● EXERCISE
Find each line in the records that contains the string "water", matching case, and copy those lines out in full.

### DATA PROVIDED

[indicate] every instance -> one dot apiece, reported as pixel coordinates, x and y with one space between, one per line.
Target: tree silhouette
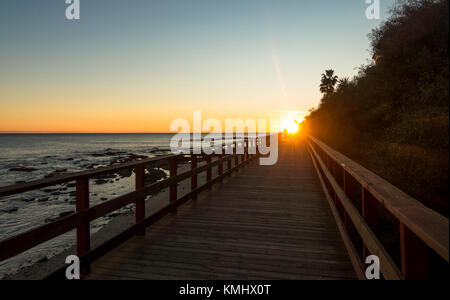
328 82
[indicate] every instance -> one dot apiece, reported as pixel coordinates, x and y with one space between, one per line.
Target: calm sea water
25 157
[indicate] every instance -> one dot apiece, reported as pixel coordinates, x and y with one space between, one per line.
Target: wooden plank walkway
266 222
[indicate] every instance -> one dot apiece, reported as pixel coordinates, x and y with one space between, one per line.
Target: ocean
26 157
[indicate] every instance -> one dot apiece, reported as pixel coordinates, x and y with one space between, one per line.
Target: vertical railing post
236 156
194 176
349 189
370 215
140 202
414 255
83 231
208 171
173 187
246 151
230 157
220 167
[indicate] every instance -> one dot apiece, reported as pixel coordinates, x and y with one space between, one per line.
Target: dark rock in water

######
### DATA PROVIDED

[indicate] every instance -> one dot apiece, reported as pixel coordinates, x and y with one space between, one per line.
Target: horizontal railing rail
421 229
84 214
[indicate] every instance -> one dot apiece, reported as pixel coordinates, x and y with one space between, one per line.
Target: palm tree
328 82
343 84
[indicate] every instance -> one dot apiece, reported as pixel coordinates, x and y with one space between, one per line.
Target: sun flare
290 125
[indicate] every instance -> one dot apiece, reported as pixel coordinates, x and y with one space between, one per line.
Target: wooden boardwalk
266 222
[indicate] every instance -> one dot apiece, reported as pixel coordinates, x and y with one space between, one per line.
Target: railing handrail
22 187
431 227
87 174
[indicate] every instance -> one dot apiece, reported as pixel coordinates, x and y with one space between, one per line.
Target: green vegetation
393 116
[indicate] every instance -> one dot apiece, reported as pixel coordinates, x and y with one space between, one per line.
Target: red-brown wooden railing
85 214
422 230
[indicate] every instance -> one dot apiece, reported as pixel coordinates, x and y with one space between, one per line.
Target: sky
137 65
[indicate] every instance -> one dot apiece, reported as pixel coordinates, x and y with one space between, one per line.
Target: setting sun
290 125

######
### DATA PROVIDED

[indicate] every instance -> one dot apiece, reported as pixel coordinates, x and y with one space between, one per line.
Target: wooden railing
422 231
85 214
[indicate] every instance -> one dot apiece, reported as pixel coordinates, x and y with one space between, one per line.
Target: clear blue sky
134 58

######

● SOLUTION FOR THIS EXERCISE
Target: calm sea water
Target: dark rock in water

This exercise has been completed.